# EXERCISE DIRECTIONS
Could you give back every record below exactly, leaving out the pictures?

# SUPPLIED DATA
====================

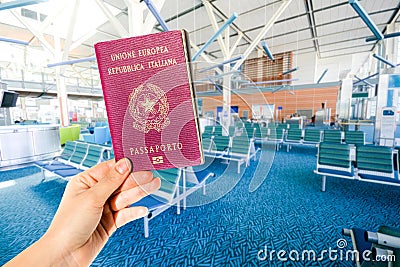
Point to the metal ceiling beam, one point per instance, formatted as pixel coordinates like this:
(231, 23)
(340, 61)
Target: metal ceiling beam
(392, 19)
(345, 48)
(211, 16)
(71, 27)
(156, 14)
(311, 21)
(344, 54)
(51, 18)
(235, 27)
(150, 21)
(267, 27)
(236, 44)
(366, 18)
(203, 55)
(14, 41)
(215, 35)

====================

# ANSWER SPACE
Point to the metal ceiling beam, one point per instance, formatted as pixel coordinates like this:
(231, 23)
(340, 61)
Target: metal ceiling beam
(392, 19)
(345, 48)
(211, 16)
(71, 27)
(156, 14)
(311, 21)
(344, 54)
(51, 18)
(235, 27)
(150, 21)
(267, 27)
(236, 44)
(366, 18)
(203, 55)
(14, 41)
(215, 35)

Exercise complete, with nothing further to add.